# [Dataset rows on where objects appear]

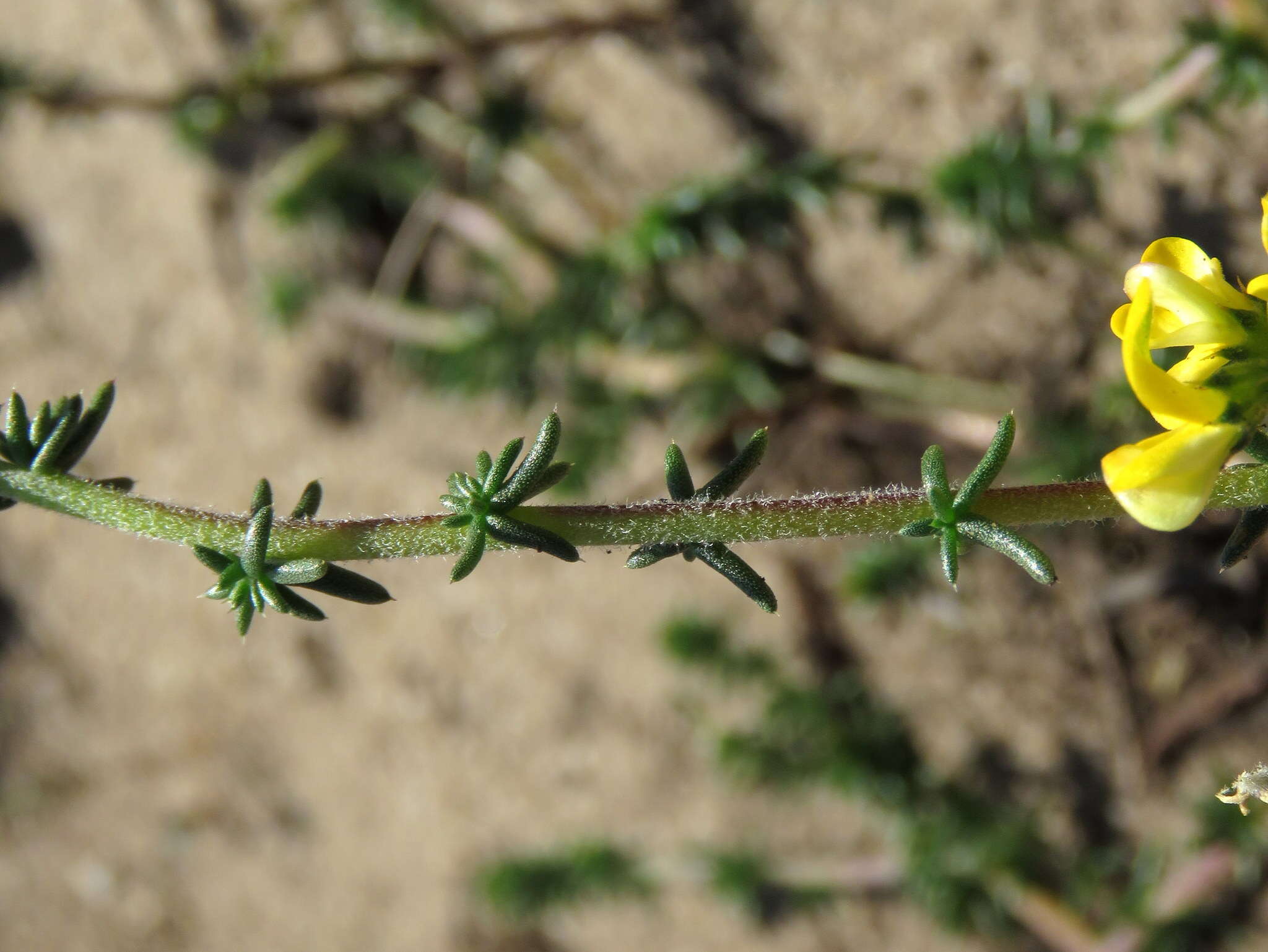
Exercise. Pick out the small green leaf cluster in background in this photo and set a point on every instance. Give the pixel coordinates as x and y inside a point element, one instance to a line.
<point>953,517</point>
<point>716,556</point>
<point>1242,69</point>
<point>481,504</point>
<point>1028,183</point>
<point>728,215</point>
<point>694,641</point>
<point>249,581</point>
<point>747,880</point>
<point>56,436</point>
<point>531,886</point>
<point>1253,522</point>
<point>884,571</point>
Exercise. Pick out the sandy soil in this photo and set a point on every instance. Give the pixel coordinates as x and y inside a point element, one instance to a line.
<point>332,787</point>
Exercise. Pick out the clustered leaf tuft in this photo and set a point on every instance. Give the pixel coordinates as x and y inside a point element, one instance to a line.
<point>56,436</point>
<point>716,556</point>
<point>1253,521</point>
<point>953,519</point>
<point>249,581</point>
<point>481,504</point>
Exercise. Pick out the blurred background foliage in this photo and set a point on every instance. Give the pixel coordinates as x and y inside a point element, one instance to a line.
<point>432,202</point>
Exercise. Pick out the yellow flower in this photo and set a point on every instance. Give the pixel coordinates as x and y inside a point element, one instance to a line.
<point>1211,401</point>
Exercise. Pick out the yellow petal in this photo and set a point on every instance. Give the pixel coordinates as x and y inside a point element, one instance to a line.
<point>1263,222</point>
<point>1190,260</point>
<point>1155,388</point>
<point>1166,481</point>
<point>1165,326</point>
<point>1189,301</point>
<point>1258,287</point>
<point>1200,364</point>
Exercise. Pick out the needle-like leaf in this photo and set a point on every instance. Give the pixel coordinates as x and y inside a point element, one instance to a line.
<point>723,561</point>
<point>528,473</point>
<point>677,474</point>
<point>736,472</point>
<point>652,553</point>
<point>988,468</point>
<point>89,426</point>
<point>529,537</point>
<point>255,545</point>
<point>310,501</point>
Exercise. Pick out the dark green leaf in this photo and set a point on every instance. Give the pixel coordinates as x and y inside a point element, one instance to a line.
<point>298,606</point>
<point>1258,446</point>
<point>536,462</point>
<point>471,554</point>
<point>736,472</point>
<point>723,561</point>
<point>515,533</point>
<point>255,545</point>
<point>215,561</point>
<point>46,457</point>
<point>66,407</point>
<point>268,591</point>
<point>17,431</point>
<point>950,550</point>
<point>350,586</point>
<point>310,501</point>
<point>1006,542</point>
<point>677,474</point>
<point>122,485</point>
<point>934,480</point>
<point>1248,532</point>
<point>457,488</point>
<point>918,529</point>
<point>41,425</point>
<point>986,472</point>
<point>503,465</point>
<point>298,572</point>
<point>550,476</point>
<point>652,553</point>
<point>245,613</point>
<point>261,497</point>
<point>89,426</point>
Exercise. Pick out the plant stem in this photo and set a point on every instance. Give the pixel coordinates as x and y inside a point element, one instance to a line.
<point>633,524</point>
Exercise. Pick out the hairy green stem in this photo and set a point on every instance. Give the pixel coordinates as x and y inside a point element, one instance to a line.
<point>821,515</point>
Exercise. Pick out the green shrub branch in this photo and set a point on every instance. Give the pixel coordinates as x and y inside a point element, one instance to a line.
<point>822,515</point>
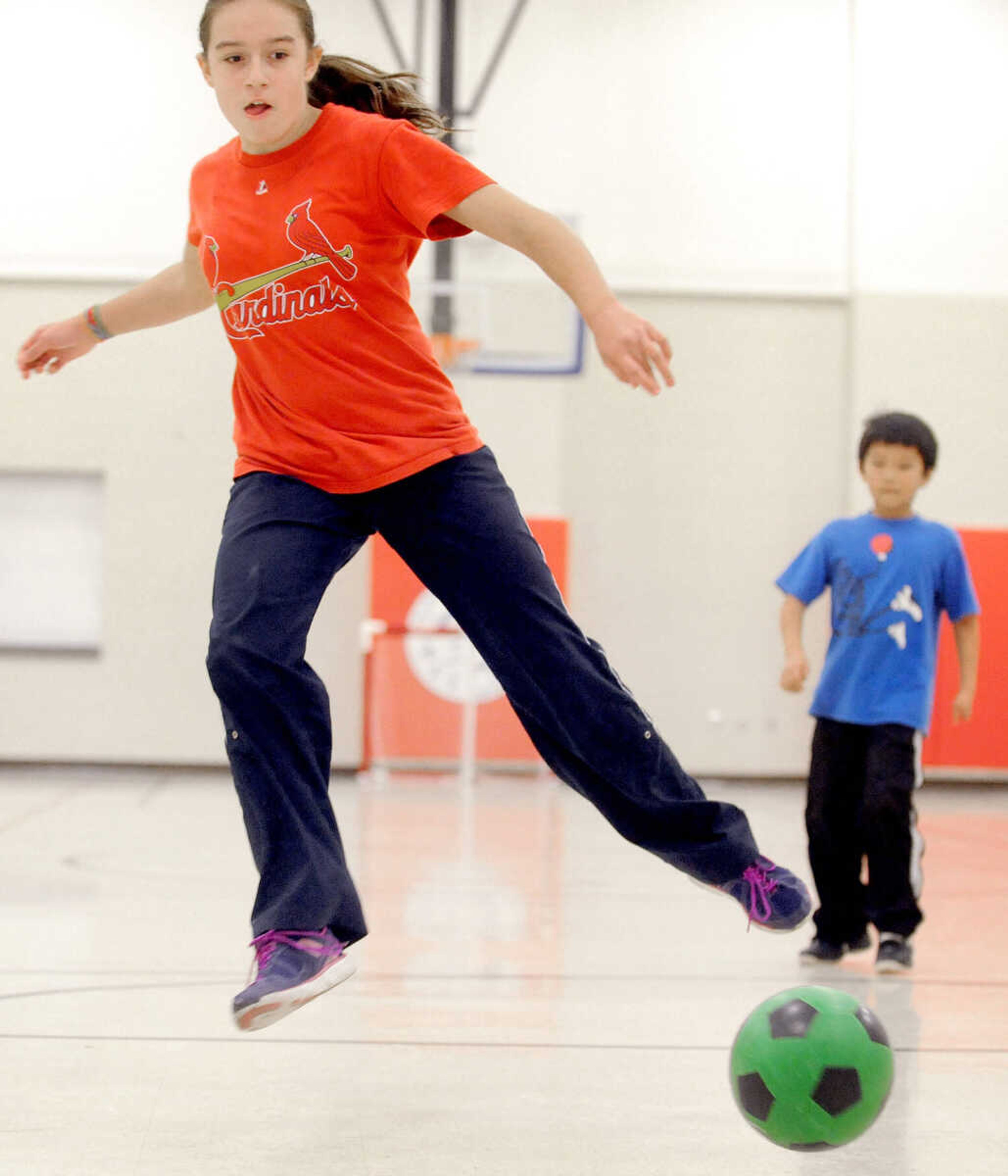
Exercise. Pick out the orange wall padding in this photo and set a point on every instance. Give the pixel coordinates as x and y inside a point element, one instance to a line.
<point>984,741</point>
<point>406,721</point>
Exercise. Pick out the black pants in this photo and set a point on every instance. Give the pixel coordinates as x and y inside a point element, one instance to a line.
<point>459,527</point>
<point>860,806</point>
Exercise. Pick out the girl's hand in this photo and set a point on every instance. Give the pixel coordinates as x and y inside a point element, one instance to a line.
<point>631,347</point>
<point>795,673</point>
<point>52,347</point>
<point>963,707</point>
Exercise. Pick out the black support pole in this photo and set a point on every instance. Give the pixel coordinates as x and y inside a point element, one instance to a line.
<point>443,259</point>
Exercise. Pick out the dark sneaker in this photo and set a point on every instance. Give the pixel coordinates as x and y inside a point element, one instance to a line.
<point>895,955</point>
<point>824,952</point>
<point>292,970</point>
<point>775,899</point>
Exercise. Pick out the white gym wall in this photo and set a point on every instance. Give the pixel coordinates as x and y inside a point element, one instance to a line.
<point>807,196</point>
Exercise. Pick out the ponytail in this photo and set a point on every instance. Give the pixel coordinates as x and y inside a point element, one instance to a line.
<point>350,83</point>
<point>347,82</point>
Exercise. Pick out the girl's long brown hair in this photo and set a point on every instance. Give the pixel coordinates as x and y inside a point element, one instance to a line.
<point>348,82</point>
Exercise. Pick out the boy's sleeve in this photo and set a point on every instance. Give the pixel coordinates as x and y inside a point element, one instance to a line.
<point>422,179</point>
<point>809,574</point>
<point>958,597</point>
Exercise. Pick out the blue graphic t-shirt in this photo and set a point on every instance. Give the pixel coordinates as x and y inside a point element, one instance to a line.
<point>890,580</point>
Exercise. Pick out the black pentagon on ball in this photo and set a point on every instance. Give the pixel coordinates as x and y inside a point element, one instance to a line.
<point>755,1096</point>
<point>792,1020</point>
<point>873,1026</point>
<point>838,1089</point>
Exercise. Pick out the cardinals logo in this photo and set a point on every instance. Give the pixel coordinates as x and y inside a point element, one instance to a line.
<point>264,300</point>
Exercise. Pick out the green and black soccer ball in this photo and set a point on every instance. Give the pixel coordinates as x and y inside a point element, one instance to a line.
<point>811,1068</point>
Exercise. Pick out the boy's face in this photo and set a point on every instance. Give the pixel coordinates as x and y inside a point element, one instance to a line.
<point>895,473</point>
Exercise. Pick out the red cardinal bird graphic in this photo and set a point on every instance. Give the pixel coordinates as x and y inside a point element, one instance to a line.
<point>305,235</point>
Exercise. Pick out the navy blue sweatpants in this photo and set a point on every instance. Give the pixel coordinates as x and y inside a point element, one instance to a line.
<point>459,527</point>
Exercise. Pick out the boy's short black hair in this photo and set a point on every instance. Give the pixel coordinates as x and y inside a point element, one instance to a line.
<point>900,429</point>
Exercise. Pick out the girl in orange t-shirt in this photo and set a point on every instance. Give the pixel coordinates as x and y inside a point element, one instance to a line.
<point>301,232</point>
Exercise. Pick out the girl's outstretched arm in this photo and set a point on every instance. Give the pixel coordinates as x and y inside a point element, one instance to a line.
<point>631,347</point>
<point>177,292</point>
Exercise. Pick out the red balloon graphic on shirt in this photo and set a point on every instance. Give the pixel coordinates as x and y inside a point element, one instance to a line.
<point>881,545</point>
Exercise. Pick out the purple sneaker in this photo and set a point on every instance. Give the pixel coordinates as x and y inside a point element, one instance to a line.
<point>293,968</point>
<point>775,899</point>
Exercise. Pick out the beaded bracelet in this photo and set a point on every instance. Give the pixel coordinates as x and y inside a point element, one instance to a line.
<point>97,325</point>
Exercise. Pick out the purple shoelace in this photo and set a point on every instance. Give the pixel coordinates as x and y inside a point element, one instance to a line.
<point>762,887</point>
<point>315,944</point>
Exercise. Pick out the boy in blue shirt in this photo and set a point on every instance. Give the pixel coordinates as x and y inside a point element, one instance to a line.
<point>891,574</point>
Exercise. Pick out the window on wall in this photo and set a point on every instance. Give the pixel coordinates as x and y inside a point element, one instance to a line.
<point>51,561</point>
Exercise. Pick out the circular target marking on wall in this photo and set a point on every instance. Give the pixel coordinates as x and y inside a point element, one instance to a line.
<point>443,659</point>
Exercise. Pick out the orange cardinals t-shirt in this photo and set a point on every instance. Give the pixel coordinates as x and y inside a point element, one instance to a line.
<point>307,252</point>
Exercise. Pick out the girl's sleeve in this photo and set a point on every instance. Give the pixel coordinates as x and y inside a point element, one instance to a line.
<point>422,178</point>
<point>809,574</point>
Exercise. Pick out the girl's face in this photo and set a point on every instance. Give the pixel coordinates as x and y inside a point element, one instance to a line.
<point>259,64</point>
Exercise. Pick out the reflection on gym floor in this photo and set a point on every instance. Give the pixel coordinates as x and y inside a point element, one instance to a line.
<point>536,997</point>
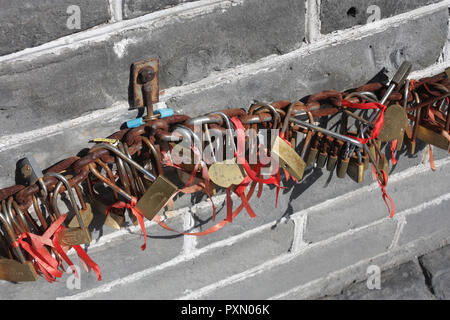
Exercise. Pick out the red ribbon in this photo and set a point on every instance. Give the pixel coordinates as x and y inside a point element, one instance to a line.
<point>367,106</point>
<point>136,212</point>
<point>44,262</point>
<point>253,174</point>
<point>386,197</point>
<point>393,147</point>
<point>375,133</point>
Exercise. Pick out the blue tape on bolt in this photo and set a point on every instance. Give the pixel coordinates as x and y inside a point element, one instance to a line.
<point>163,113</point>
<point>166,112</point>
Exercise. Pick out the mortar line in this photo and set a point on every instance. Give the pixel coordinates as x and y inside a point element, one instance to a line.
<point>115,8</point>
<point>100,33</point>
<point>122,108</point>
<point>286,258</point>
<point>339,273</point>
<point>312,20</point>
<point>192,9</point>
<point>218,244</point>
<point>298,242</point>
<point>401,222</point>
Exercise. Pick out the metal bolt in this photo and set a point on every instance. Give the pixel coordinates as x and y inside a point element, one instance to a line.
<point>26,171</point>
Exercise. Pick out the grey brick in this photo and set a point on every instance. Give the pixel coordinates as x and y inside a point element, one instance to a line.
<point>368,207</point>
<point>405,282</point>
<point>437,266</point>
<point>337,14</point>
<point>28,23</point>
<point>342,66</point>
<point>313,264</point>
<point>136,8</point>
<point>53,88</point>
<point>116,260</point>
<point>208,268</point>
<point>425,223</point>
<point>37,103</point>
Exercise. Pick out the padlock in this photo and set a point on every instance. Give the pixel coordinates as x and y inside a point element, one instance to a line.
<point>324,149</point>
<point>156,196</point>
<point>32,172</point>
<point>99,207</point>
<point>333,158</point>
<point>70,236</point>
<point>226,173</point>
<point>355,168</point>
<point>85,211</point>
<point>383,162</point>
<point>138,181</point>
<point>10,269</point>
<point>288,158</point>
<point>314,149</point>
<point>343,162</point>
<point>128,172</point>
<point>395,122</point>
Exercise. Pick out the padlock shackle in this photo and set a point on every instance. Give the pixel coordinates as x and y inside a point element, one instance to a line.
<point>327,132</point>
<point>23,227</point>
<point>264,106</point>
<point>65,182</point>
<point>105,180</point>
<point>366,95</point>
<point>199,121</point>
<point>125,158</point>
<point>187,133</point>
<point>154,153</point>
<point>11,234</point>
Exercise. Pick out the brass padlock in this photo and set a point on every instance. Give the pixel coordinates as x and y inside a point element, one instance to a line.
<point>10,269</point>
<point>323,154</point>
<point>70,236</point>
<point>98,206</point>
<point>355,168</point>
<point>333,158</point>
<point>225,173</point>
<point>86,211</point>
<point>288,158</point>
<point>314,149</point>
<point>343,162</point>
<point>155,197</point>
<point>395,122</point>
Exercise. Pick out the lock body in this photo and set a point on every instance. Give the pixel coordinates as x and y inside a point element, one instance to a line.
<point>289,159</point>
<point>153,200</point>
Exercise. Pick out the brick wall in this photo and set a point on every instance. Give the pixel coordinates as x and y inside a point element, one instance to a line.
<point>64,81</point>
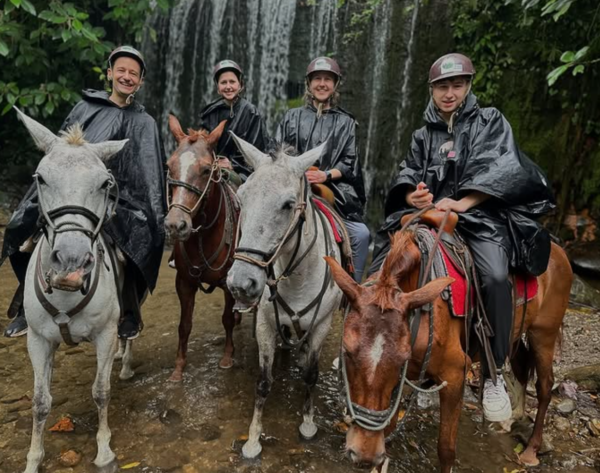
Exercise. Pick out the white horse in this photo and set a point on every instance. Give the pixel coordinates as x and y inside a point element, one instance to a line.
<point>284,240</point>
<point>72,282</point>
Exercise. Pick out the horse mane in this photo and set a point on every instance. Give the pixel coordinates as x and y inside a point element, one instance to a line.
<point>195,135</point>
<point>74,135</point>
<point>404,255</point>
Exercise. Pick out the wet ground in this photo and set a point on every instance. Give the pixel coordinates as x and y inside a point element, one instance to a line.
<point>200,424</point>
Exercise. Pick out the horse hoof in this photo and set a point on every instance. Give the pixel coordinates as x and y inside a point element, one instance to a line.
<point>308,431</point>
<point>251,451</point>
<point>529,458</point>
<point>226,363</point>
<point>176,377</point>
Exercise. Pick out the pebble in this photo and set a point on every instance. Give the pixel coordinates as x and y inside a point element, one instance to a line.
<point>567,406</point>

# [Task goal]
Copy the records above verbatim, from the line containing "Exercise. Pick out the girl's outstretched" through the line containing "<point>443,659</point>", including both of those lines.

# [Worked answer]
Exercise. Pick out the girl's outstretched arm in this photo and set a point on every instance. Give the pixel coordinates as x and y inside a point element, one instance to a line.
<point>631,347</point>
<point>177,292</point>
Exercise. Pick out the red balloon graphic on shirt in this photo and set a point on every instance. Give the pixel coordinates as x and y inside a point element, one instance to a line.
<point>881,545</point>
Exercise. Pick out the purple sneaker in this photo and set a point on every instance. Give the pixel coordinates as x and y inside a point element, one instance to a line.
<point>293,968</point>
<point>775,899</point>
Exercise. Pick out the beaded bracelet in this photo and set a point on every instance. Give the pixel coordinates as x and y inside a point element, one instance to a line.
<point>97,325</point>
Exercise. Pick out the purple shoelace in this photo and set a point on every instance. Give the pixel coordinates as x and y inside a point element, one instance to a line.
<point>762,887</point>
<point>315,944</point>
Exercise. Pick out the boy in blue shirt in this photo and set a point on every instance. Give the pixel coordinates as x and y inside a point element, one instance to a line.
<point>891,574</point>
Exercise. Pick out the window on wall in this photo and set a point on every instance. Give the pixel coordinates as x and y inside a point element, one instance to a line.
<point>51,561</point>
Exercise. Pick out the circular target marking on wall in this photo and set a point on every instance. Give the pixel coordinates as x and y inside a point element, one instance to a line.
<point>443,659</point>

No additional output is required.